Skip the pictures. Copy all the rest of the records down exactly.

%%

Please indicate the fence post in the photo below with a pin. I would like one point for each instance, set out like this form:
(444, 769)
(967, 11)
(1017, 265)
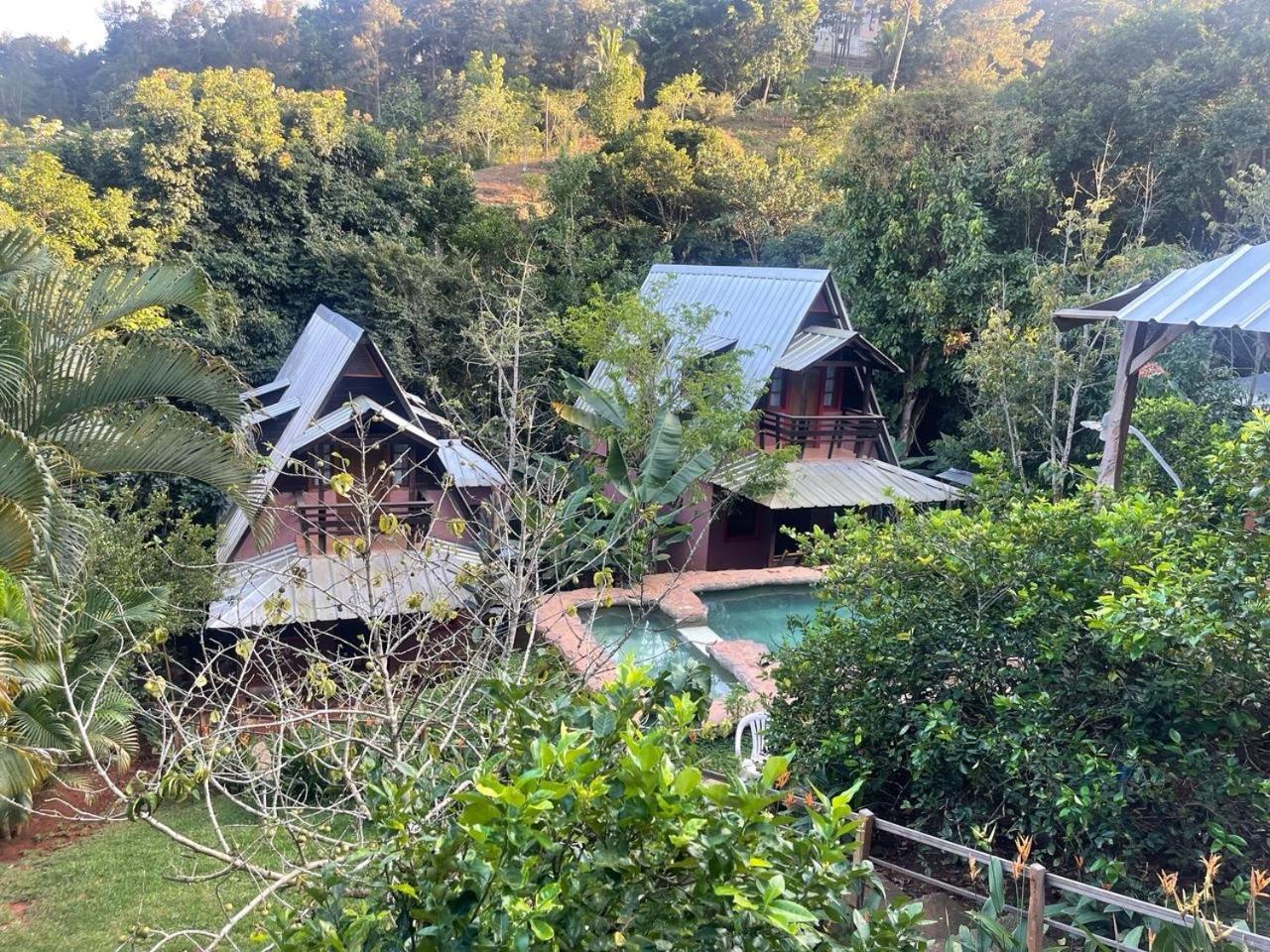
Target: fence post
(865, 844)
(1035, 907)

%%

→ **Output**:
Please indicate the fence post in the photo below with a pin. I would like one point for each instance, set out like this form:
(444, 769)
(967, 11)
(1017, 265)
Target: fence post
(865, 844)
(1035, 907)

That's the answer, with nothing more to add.